┌─ SOURCE RECORDS

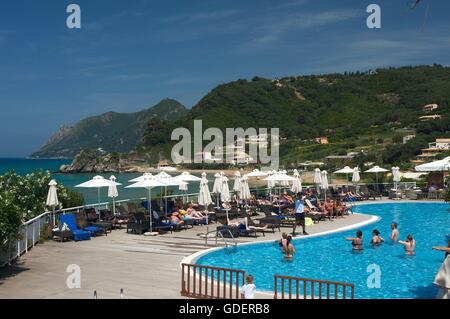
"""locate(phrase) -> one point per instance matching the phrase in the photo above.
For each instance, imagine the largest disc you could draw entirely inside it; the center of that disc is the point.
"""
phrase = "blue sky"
(131, 54)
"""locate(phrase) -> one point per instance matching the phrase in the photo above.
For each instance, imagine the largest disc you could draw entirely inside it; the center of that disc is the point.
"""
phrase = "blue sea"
(24, 166)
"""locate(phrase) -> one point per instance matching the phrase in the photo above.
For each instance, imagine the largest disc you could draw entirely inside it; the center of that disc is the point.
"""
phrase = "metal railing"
(286, 287)
(206, 282)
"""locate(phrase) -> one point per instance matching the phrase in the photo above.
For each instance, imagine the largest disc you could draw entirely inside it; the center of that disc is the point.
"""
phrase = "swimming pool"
(330, 257)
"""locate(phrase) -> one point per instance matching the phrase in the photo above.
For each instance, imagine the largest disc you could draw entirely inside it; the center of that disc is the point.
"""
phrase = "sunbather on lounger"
(175, 219)
(290, 249)
(376, 238)
(409, 244)
(193, 213)
(356, 241)
(243, 224)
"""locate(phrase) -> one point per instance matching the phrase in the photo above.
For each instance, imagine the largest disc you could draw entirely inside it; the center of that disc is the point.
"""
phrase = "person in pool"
(409, 244)
(443, 248)
(283, 242)
(356, 241)
(376, 238)
(394, 234)
(290, 249)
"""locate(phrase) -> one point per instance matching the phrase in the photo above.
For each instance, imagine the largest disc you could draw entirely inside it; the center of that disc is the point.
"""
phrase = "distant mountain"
(365, 114)
(108, 132)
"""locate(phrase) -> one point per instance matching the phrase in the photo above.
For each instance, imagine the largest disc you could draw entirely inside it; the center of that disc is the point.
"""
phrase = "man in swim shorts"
(299, 215)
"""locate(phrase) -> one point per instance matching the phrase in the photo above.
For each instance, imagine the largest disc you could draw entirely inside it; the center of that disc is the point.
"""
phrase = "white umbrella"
(217, 187)
(285, 182)
(204, 197)
(270, 182)
(376, 170)
(317, 178)
(112, 192)
(436, 166)
(356, 178)
(183, 186)
(52, 197)
(396, 176)
(237, 187)
(97, 182)
(324, 182)
(346, 170)
(245, 189)
(296, 183)
(187, 177)
(225, 192)
(148, 183)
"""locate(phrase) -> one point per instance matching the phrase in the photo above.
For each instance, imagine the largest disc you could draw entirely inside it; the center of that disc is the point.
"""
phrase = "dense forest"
(363, 112)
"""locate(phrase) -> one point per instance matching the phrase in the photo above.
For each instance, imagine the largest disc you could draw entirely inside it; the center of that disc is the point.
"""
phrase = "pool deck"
(145, 267)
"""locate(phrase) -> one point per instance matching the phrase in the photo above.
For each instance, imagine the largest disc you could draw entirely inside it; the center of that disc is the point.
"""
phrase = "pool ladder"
(219, 235)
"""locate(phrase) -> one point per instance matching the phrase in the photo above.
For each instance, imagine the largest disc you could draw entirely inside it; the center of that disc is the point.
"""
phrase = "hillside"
(355, 111)
(110, 132)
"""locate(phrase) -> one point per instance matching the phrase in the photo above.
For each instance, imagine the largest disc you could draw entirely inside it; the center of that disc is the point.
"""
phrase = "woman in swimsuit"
(376, 238)
(356, 241)
(409, 244)
(290, 249)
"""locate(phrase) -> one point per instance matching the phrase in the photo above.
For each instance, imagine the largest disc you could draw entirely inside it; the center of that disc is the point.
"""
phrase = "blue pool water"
(330, 257)
(24, 166)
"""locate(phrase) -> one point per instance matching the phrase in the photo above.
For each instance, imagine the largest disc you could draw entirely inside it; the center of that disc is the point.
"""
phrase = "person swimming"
(394, 234)
(443, 248)
(356, 241)
(409, 244)
(376, 238)
(290, 249)
(283, 242)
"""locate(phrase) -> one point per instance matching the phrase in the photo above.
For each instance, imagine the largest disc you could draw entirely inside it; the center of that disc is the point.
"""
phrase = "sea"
(25, 166)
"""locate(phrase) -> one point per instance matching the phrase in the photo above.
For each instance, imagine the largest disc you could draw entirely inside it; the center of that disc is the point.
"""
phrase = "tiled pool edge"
(192, 259)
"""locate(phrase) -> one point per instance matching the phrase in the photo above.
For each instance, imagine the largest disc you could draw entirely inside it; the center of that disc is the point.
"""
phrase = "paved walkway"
(145, 267)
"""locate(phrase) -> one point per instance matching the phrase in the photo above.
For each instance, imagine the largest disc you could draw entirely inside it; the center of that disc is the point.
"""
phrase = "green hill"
(109, 132)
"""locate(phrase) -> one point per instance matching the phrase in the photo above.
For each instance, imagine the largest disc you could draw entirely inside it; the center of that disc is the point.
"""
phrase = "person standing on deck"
(299, 215)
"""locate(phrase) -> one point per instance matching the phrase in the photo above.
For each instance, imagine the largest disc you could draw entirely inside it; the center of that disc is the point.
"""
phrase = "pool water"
(330, 257)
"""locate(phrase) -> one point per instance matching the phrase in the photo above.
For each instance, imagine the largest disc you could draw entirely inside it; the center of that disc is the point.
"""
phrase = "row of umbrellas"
(240, 187)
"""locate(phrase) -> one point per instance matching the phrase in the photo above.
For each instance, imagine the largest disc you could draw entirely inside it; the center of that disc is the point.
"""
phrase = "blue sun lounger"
(78, 234)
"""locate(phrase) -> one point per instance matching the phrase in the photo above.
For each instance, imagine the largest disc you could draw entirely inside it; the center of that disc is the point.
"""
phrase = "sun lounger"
(138, 224)
(77, 233)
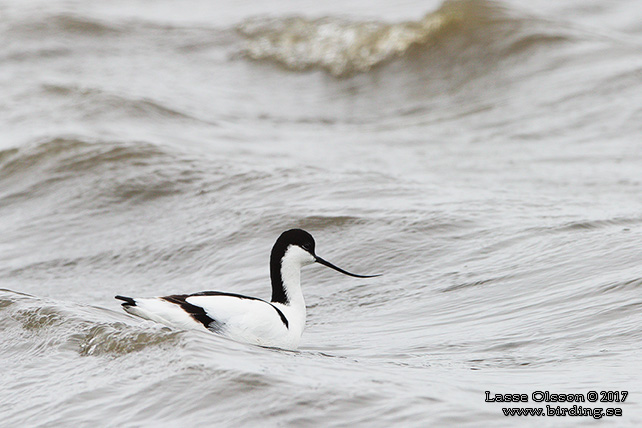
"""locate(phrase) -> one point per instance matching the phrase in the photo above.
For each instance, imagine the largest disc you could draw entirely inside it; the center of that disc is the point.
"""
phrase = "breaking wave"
(344, 47)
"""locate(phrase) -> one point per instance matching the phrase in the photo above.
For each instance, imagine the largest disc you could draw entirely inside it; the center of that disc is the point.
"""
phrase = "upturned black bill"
(330, 265)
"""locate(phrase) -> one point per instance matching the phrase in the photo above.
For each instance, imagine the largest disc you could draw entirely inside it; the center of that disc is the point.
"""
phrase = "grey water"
(485, 156)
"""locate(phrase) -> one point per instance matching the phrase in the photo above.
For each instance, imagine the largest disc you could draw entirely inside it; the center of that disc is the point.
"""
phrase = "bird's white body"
(238, 317)
(278, 323)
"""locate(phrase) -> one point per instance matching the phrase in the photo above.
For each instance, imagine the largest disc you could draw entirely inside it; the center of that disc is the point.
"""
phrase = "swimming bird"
(278, 323)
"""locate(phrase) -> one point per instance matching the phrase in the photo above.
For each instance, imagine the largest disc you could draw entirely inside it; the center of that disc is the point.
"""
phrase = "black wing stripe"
(199, 314)
(196, 312)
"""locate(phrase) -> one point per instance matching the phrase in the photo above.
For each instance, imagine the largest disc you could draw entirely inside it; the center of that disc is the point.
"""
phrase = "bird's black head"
(298, 237)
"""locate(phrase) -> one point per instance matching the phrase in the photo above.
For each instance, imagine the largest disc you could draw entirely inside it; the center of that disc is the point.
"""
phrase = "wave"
(344, 47)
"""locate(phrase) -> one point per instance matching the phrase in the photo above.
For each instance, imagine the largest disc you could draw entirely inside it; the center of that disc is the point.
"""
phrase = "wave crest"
(344, 47)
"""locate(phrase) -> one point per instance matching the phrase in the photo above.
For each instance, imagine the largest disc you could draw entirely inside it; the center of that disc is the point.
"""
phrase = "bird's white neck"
(294, 310)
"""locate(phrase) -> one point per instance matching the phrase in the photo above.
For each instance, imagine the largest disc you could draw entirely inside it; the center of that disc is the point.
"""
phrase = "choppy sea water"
(485, 156)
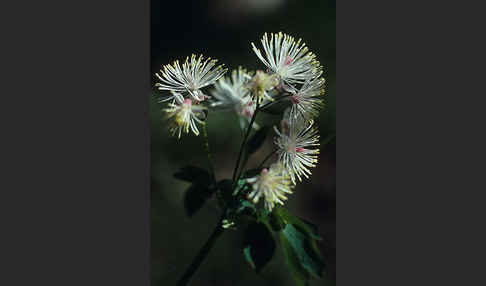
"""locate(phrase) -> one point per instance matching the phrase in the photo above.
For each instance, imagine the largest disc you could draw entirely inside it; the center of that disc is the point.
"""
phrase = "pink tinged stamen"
(289, 61)
(295, 99)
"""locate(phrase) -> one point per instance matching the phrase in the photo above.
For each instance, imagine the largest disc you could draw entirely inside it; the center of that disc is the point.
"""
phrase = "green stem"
(203, 253)
(266, 158)
(244, 142)
(206, 145)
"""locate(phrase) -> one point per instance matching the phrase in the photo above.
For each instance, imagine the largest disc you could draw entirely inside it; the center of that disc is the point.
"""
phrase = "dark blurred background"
(224, 29)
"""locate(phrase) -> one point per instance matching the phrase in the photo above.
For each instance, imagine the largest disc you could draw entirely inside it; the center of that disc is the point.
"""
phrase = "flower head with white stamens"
(307, 101)
(273, 184)
(191, 77)
(289, 59)
(182, 115)
(233, 94)
(297, 143)
(261, 84)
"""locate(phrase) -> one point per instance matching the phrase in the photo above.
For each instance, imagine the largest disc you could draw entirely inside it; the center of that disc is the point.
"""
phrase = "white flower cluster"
(293, 75)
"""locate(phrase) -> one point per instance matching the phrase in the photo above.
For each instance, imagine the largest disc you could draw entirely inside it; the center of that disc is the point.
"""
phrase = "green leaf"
(193, 174)
(284, 215)
(304, 248)
(276, 222)
(257, 140)
(258, 246)
(195, 197)
(300, 275)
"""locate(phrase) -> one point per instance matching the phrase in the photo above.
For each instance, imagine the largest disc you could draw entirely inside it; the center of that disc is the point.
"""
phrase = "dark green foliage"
(193, 174)
(195, 197)
(304, 248)
(257, 140)
(258, 245)
(200, 190)
(299, 243)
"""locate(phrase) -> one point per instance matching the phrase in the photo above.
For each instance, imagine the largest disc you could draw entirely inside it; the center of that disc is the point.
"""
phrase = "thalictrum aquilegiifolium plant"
(253, 199)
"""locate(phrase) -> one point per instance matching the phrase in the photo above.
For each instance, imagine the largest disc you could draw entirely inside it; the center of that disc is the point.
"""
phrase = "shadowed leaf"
(194, 175)
(258, 246)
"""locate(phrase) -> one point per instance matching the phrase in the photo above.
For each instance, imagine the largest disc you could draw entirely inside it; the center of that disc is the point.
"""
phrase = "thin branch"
(244, 142)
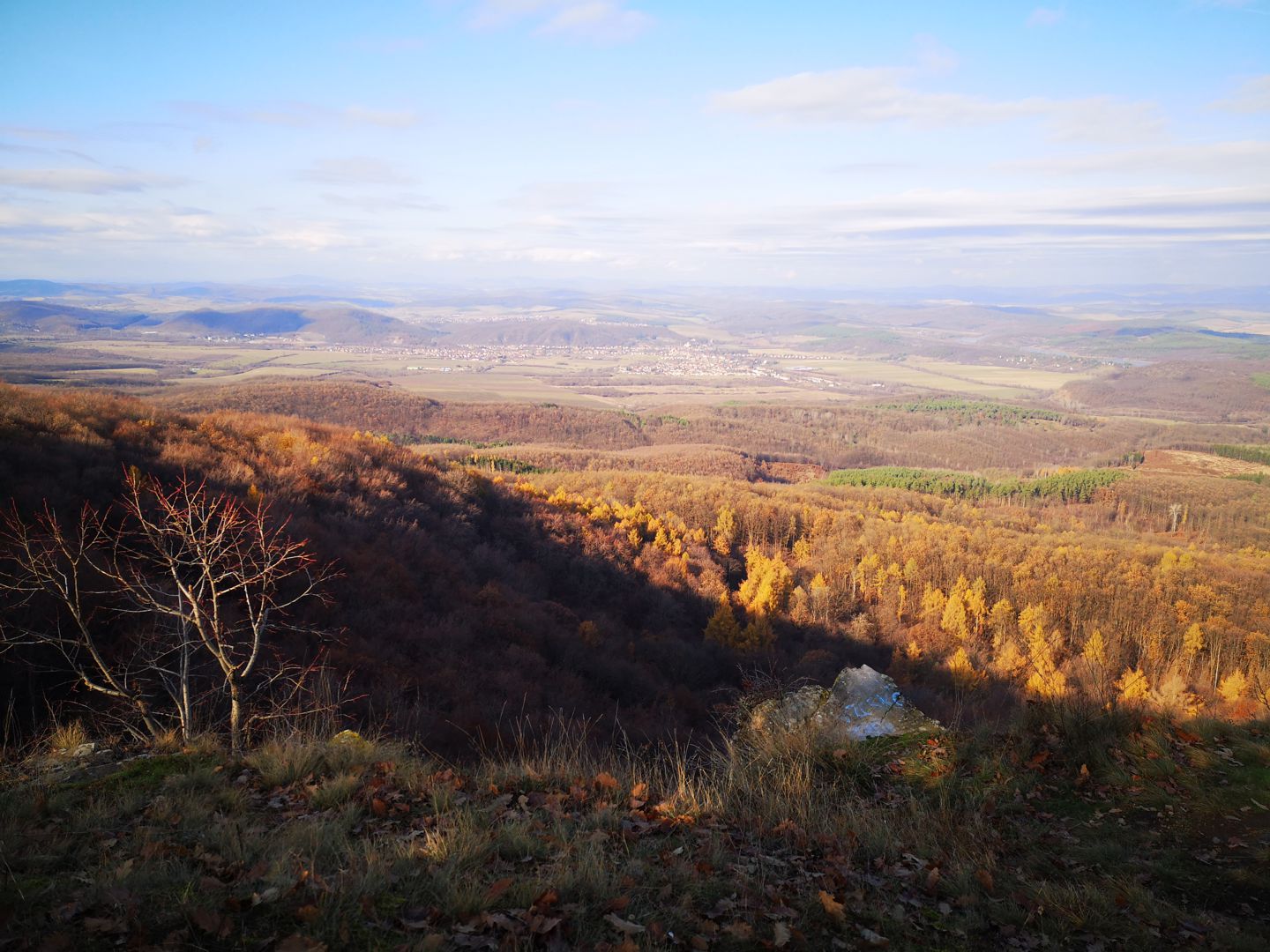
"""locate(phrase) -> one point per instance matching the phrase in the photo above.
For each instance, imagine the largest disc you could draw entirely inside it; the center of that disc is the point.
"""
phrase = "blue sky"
(638, 143)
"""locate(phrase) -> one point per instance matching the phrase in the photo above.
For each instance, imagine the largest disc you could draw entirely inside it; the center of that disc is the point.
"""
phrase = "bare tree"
(215, 576)
(64, 564)
(222, 574)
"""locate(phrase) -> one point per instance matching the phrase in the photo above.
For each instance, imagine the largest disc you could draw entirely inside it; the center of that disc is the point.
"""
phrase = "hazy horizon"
(639, 143)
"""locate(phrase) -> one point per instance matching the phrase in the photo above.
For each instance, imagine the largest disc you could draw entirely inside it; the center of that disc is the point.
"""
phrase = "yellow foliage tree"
(723, 626)
(1096, 649)
(1233, 686)
(768, 583)
(1192, 641)
(961, 668)
(724, 536)
(1133, 686)
(955, 620)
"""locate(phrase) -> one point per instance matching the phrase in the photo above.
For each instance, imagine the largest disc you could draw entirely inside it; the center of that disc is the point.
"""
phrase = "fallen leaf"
(624, 926)
(739, 931)
(873, 938)
(832, 906)
(300, 943)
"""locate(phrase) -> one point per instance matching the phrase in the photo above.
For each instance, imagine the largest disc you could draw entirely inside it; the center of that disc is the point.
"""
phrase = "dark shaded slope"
(461, 602)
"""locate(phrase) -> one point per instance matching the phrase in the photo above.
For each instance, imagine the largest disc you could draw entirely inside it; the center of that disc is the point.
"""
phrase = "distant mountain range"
(333, 324)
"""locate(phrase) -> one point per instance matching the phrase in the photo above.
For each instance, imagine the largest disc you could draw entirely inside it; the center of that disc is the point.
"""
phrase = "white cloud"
(1220, 160)
(380, 205)
(594, 20)
(1045, 17)
(1251, 97)
(92, 182)
(357, 170)
(387, 118)
(879, 94)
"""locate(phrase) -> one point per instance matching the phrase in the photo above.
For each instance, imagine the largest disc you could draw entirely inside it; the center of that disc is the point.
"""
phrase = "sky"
(638, 143)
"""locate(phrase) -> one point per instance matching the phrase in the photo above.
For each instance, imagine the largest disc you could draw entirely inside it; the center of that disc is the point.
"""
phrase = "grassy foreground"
(1072, 830)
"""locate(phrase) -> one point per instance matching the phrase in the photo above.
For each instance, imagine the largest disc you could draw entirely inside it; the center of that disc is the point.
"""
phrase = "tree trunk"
(235, 718)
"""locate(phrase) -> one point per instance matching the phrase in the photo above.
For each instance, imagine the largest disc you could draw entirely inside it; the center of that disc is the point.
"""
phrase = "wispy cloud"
(380, 205)
(92, 182)
(859, 94)
(357, 170)
(591, 20)
(37, 135)
(1218, 160)
(1251, 97)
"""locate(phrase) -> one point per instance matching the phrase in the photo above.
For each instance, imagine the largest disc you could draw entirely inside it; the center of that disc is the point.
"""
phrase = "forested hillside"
(639, 596)
(1095, 641)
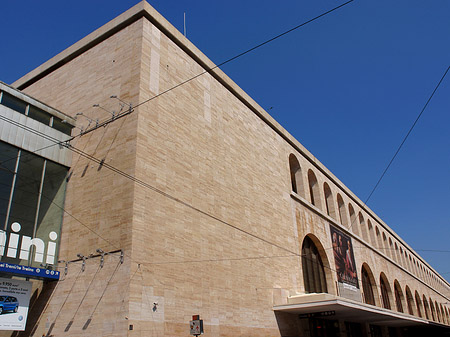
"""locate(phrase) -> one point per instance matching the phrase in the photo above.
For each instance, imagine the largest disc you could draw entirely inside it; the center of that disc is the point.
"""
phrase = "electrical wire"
(244, 53)
(403, 141)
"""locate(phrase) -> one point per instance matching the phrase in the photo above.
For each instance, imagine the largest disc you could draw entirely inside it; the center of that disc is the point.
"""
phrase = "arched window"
(385, 290)
(353, 225)
(341, 209)
(296, 175)
(433, 312)
(438, 313)
(444, 319)
(391, 249)
(313, 189)
(379, 243)
(313, 270)
(329, 200)
(396, 256)
(398, 296)
(426, 308)
(371, 233)
(367, 284)
(362, 224)
(409, 301)
(418, 304)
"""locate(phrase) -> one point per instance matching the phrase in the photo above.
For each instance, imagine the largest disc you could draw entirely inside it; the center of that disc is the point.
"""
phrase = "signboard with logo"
(14, 301)
(196, 326)
(344, 260)
(30, 272)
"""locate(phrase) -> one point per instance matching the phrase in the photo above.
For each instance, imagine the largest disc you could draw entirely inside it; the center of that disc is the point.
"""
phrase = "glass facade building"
(33, 172)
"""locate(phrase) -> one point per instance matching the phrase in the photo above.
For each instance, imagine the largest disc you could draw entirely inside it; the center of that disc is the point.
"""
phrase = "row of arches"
(317, 276)
(396, 298)
(361, 225)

└─

= WHAT TO PRODUCE =
Show every line of the entries above that contains the word "distant".

= RESPONSE TO THIS TASK =
phrase = "distant mountain"
phrase = "distant mountain range"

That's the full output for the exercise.